WHAT THE EXERCISE ASKS
Return the listing below unchanged, minus its pictures.

DATA SUPPLIED
--------------------------------------------------
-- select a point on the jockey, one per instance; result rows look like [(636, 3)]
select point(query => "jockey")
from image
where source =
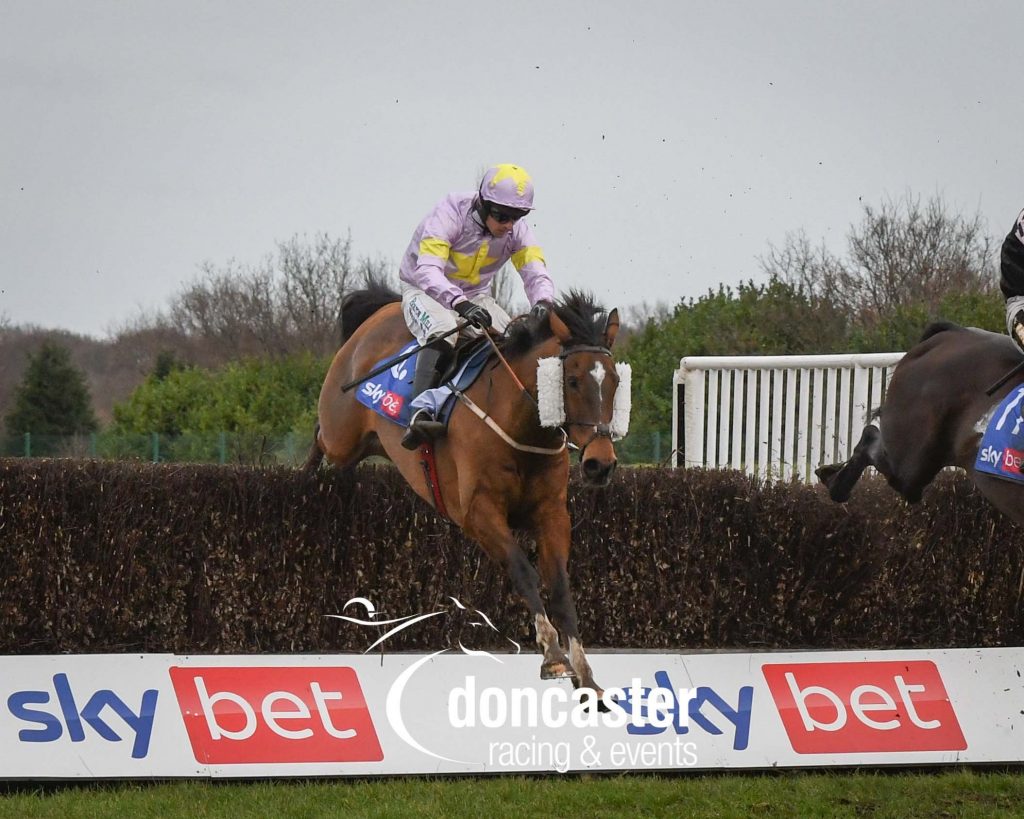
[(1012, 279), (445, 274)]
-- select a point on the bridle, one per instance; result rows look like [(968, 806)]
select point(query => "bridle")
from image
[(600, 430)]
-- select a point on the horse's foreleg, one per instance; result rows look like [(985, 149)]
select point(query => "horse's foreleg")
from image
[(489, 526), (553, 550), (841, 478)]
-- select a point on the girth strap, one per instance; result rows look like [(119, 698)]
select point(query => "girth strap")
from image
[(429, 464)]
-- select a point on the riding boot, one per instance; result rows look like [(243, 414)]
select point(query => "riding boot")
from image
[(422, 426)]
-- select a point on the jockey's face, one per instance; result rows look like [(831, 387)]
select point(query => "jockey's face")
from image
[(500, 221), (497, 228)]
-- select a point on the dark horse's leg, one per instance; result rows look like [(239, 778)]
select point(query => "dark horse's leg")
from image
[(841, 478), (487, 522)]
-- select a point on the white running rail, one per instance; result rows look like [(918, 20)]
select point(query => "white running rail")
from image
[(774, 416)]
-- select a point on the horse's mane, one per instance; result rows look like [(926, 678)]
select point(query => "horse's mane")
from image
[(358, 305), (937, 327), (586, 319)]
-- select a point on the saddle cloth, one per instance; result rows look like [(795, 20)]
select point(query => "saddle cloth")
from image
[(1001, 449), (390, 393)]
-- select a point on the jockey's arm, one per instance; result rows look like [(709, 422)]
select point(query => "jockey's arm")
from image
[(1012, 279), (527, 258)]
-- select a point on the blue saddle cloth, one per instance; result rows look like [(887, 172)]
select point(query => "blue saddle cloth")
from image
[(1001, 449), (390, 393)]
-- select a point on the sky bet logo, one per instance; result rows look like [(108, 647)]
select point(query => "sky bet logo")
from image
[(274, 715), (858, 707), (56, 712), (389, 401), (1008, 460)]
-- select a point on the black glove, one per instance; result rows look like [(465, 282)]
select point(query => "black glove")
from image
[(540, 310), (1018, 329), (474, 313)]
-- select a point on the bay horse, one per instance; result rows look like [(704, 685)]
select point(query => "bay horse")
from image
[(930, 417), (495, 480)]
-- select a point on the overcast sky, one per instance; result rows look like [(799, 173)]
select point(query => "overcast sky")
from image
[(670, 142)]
--------------------------------------------------
WRITTEN ANSWER
-- select a point on the jockey, one per instance; result rows look like [(636, 3)]
select point(query => "jockey")
from image
where source =
[(1012, 279), (445, 274)]
-- select a point on the bridle, one per instance; result rows look like [(968, 806)]
select point(query => "bridle")
from image
[(600, 430)]
-- select a point on the horse's foreleg, one per instance; result rows look like [(985, 149)]
select point(query => "horse's foreleg")
from image
[(489, 526), (553, 550), (841, 478)]
-- select a point on the girth strap, one per instance; result rows look like [(119, 698)]
select point(query => "girth strap")
from image
[(429, 464)]
-- select a point on the riding boot, one per instance; result rows look like [(243, 414)]
select point(query => "riding boot")
from image
[(422, 426)]
-- select a point on the jockey's face, one per instance; result rows look like [(831, 387)]
select point(query => "jockey's face")
from image
[(500, 221), (497, 228)]
-- select a point on the dark horse's leg, one per instance; result rows look like [(239, 778)]
select point(query => "dark horse's leg")
from image
[(841, 478), (487, 522)]
-- select a point on the white running rail, one per instance; result rows look like [(918, 20)]
select point(query => "white running rail")
from image
[(774, 416)]
-- select a point on the horse's mane, one per instance; result rows look like [(926, 678)]
select point(query => "horse's mane")
from image
[(358, 305), (937, 327), (586, 319)]
-- select a point on the saddle cloth, one per instance; result rows look like [(795, 20)]
select point(query => "saddle cloth")
from image
[(1001, 449), (390, 393)]
-- select a point on the jockey's arm, one per instance; result rows look like [(709, 422)]
select point(query => "jockey's arm")
from image
[(1012, 279), (527, 258)]
-- select a point on the blue saddle cloth, one per instance; result rows look like [(887, 172)]
select point(query => "blue saddle cloth")
from image
[(1001, 449), (390, 393)]
-- select a point on the sky bet logo, one per instance; result rows look like [(108, 647)]
select point(query => "sky bet logo")
from image
[(274, 715), (858, 707), (56, 712), (389, 401), (1008, 460)]
-- select a point on the black glove, one per instance; result rows look like [(465, 282)]
select point(query => "black glove")
from image
[(540, 310), (1018, 329), (474, 313)]
-- select a point on the bay horse, one per instance; result rows look like [(704, 685)]
select point(query => "bay horse")
from image
[(930, 417), (495, 480)]
-- select a point on the overcast sky, one per instance; result rows look like [(799, 173)]
select point(query => "overcast sky")
from image
[(670, 142)]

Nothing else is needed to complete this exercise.